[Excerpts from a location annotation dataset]

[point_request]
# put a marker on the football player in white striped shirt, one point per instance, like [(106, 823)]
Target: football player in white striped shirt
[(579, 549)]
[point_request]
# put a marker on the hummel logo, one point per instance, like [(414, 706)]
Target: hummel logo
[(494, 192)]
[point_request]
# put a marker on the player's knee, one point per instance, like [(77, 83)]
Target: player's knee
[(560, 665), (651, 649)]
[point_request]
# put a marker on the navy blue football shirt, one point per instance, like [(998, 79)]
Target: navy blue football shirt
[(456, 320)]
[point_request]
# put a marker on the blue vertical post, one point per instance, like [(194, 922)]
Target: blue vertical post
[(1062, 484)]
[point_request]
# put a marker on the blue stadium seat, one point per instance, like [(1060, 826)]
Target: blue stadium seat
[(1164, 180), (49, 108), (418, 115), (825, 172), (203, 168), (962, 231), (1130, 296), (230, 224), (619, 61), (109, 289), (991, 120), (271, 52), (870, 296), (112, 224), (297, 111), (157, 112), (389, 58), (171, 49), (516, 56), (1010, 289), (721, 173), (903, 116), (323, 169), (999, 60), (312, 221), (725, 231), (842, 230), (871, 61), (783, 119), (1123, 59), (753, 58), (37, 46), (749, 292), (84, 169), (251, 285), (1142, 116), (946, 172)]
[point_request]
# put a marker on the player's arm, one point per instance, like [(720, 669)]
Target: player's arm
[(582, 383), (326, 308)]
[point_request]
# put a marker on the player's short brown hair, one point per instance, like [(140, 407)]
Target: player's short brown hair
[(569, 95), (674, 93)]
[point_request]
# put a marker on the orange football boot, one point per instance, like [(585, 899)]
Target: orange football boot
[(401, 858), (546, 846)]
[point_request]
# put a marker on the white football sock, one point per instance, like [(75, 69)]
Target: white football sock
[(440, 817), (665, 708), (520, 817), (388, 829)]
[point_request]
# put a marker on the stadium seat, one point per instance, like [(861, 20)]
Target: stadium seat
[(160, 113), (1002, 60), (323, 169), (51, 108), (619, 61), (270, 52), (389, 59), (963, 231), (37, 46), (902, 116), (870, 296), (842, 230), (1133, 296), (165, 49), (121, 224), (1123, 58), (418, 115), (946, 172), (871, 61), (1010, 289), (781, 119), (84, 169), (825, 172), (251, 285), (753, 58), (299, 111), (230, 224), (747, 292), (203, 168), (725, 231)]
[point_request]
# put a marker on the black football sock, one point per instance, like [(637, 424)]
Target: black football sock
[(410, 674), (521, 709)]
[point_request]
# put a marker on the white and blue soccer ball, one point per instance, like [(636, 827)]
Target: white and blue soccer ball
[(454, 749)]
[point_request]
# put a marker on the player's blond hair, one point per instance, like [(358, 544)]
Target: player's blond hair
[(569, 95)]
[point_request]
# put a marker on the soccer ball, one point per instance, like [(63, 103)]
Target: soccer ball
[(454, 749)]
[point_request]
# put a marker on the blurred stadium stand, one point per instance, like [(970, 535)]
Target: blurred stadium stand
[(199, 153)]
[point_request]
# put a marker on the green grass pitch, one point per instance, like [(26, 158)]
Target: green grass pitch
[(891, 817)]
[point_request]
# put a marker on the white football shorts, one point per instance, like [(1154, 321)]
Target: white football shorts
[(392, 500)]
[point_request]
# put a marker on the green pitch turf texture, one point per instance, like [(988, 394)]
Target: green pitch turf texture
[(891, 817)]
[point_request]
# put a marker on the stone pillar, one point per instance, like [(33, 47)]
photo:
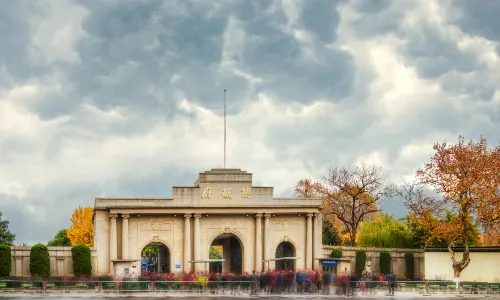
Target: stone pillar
[(113, 247), (187, 242), (309, 242), (267, 239), (125, 239), (258, 242), (316, 241), (196, 241), (19, 265)]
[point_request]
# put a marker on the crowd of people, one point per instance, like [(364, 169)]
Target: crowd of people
[(278, 281)]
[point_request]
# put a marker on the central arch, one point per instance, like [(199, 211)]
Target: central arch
[(155, 257), (285, 249), (230, 248)]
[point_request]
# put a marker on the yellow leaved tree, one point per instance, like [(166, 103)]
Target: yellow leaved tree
[(82, 229)]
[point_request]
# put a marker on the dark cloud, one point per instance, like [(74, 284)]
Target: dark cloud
[(478, 19), (138, 60)]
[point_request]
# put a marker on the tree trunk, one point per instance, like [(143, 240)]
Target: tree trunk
[(459, 266)]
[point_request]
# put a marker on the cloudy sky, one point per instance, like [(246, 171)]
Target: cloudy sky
[(124, 98)]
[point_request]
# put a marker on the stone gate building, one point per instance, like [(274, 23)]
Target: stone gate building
[(256, 231)]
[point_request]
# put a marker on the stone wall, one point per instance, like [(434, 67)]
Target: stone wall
[(61, 262), (373, 255)]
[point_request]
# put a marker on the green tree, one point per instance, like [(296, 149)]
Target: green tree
[(330, 234), (384, 232), (214, 254), (6, 237), (82, 261), (61, 239), (5, 260), (39, 260)]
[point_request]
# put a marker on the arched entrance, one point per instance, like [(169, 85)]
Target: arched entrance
[(285, 249), (155, 257), (228, 247)]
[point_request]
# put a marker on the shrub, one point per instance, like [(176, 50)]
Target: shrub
[(385, 262), (39, 260), (82, 260), (360, 262), (336, 253), (410, 265), (5, 260)]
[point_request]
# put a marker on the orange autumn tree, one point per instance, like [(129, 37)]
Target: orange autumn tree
[(308, 188), (467, 178), (353, 194), (82, 229)]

• [Set problem]
Swap each "put a marker on" in the rows above for "place a point on" and give the rows again with nothing else changed. Leave the pictures out.

• [Answer to the exercise]
[point_request]
# place a point on the football player in white striped shirt, one point per instance, like [(106, 823)]
Target: football player in white striped shirt
[(579, 549)]
[point_request]
# place a point on the hummel logo, one point per instance, like [(414, 706)]
Target: hummel logo
[(494, 192)]
[point_request]
# place a point on the player's knee, one point per instance, like [(77, 83)]
Target: player's knee
[(560, 665), (651, 649)]
[point_request]
# place a point on the navy blue football shirt, one point per instance, like [(998, 79)]
Target: navy blue football shirt
[(456, 320)]
[point_request]
# place a point on the blue vertical post, one point per instance, like [(194, 922)]
Target: blue vertical post
[(1062, 484)]
[point_request]
# place a point on the blue stadium seat, one point per instance, like [(1060, 826)]
Target: blue stadium seat
[(1164, 180), (49, 108), (418, 115), (825, 172), (203, 168), (962, 231), (1130, 296), (230, 224), (619, 61), (109, 289), (991, 120), (271, 52), (870, 296), (112, 224), (297, 111), (157, 112), (389, 58), (171, 49), (516, 56), (1010, 289), (721, 173), (903, 116), (323, 169), (999, 60), (312, 221), (725, 231), (842, 230), (871, 61), (783, 119), (1123, 59), (753, 58), (37, 46), (749, 292), (84, 169), (251, 285), (1142, 116), (946, 172)]
[point_request]
# place a point on the player's arm, one point per instance, like [(720, 669)]
Target: player's arm
[(582, 383), (326, 308)]
[point_request]
# place a point on the player's short brown hair, one point per instance, like [(140, 407)]
Target: player's short brown hair
[(569, 95), (674, 93)]
[point_request]
# place a point on the orange football boot, one point per instance, like [(585, 899)]
Target: orange football boot
[(401, 858), (546, 846)]
[point_request]
# place a point on the white football sock, one point per instance, like [(75, 69)]
Target: white football sock
[(440, 817), (665, 708), (520, 817), (388, 829)]
[point_request]
# place a point on the stadium seat, one point per instance, like [(861, 20)]
Target: stadium seat
[(160, 113), (1002, 60), (323, 169), (51, 108), (619, 61), (270, 52), (389, 59), (963, 231), (37, 46), (902, 116), (870, 296), (842, 230), (1133, 296), (165, 49), (121, 224), (1123, 58), (418, 115), (946, 172), (871, 61), (1010, 289), (781, 119), (84, 169), (825, 172), (251, 285), (753, 58), (299, 111), (230, 224), (747, 292), (203, 168), (725, 231)]
[point_request]
# place a point on the black football sock, one point per instance, like [(637, 424)]
Target: black football sock
[(410, 674), (521, 709)]
[point_request]
# place a point on the white and blue soccer ball, one point per instance, like [(636, 827)]
Target: white and blue soccer ball
[(454, 749)]
[point_request]
# place a point on the player's blond hair, one point per instance, like [(358, 544)]
Target: player's blond hair
[(569, 95)]
[point_request]
# place a point on the soccer ball, one point per instance, like [(63, 103)]
Target: soccer ball
[(454, 749)]
[point_request]
# place a point on the blurred stadium stand, one point per instance, like [(970, 535)]
Target: blurred stadium stand
[(199, 153)]
[point_request]
# place a point on the green grass pitch, one point per instance, like [(26, 158)]
Target: green grass pitch
[(891, 817)]
[point_request]
# place a point on the white football shorts, one point per instance, like [(1154, 321)]
Target: white football shorts
[(392, 500)]
[point_request]
# place a point on the green pitch turf texture, one point per instance, like [(988, 394)]
Target: green pitch turf texture
[(891, 817)]
[point_request]
# place a point on the stone pillar, one point per instance, like [(33, 47)]
photo:
Target: stone pillar
[(113, 247), (187, 242), (309, 242), (267, 239), (125, 239), (258, 242), (316, 241), (196, 241), (19, 265)]
[point_request]
# place a point on the crowd of people, one point per instance, like [(364, 169)]
Target: crowd of people
[(278, 281)]
[point_request]
# place a point on the central arch, one point per instance, like [(199, 211)]
Target: central arch
[(155, 257), (285, 249), (230, 248)]
[point_request]
# place a point on the yellow leaved tree, one point per instance, like [(166, 103)]
Target: yellow leaved tree
[(82, 229)]
[point_request]
# place a point on the dark cloud, one point per instance, like [(74, 284)]
Target: dark cloud
[(478, 19), (138, 60)]
[point_request]
# place a point on the tree trunk, one point per instance, like [(143, 240)]
Target: tree trunk
[(459, 266)]
[point_request]
# place a point on the cloudy sky, one point per instance, like [(246, 171)]
Target: cloudy sky
[(124, 98)]
[point_request]
# place a point on the stone gate building, one point per instance, like [(274, 23)]
Target: stone gate building
[(256, 231)]
[point_request]
# place a point on the stone wall, one point per instance, like [(434, 67)]
Target: stone wall
[(61, 262), (373, 255)]
[point_request]
# place a point on the green tree, one point per instance, like [(296, 149)]
Target: green tree
[(330, 234), (384, 232), (214, 254), (6, 237), (82, 261), (61, 239), (5, 260), (39, 260)]
[point_request]
# place a point on the arched entrance, one point per instance, like [(169, 85)]
Target: arched entrance
[(285, 249), (155, 257), (228, 247)]
[point_request]
# place a point on the shrub, one point per instance, like [(176, 50)]
Target: shrub
[(385, 262), (39, 260), (82, 260), (360, 262), (336, 253), (410, 265), (5, 260)]
[point_request]
# place a point on the orange autumn tree, one point per instance, like [(129, 37)]
Target: orange autumn tree
[(308, 188), (467, 178), (353, 194), (82, 229)]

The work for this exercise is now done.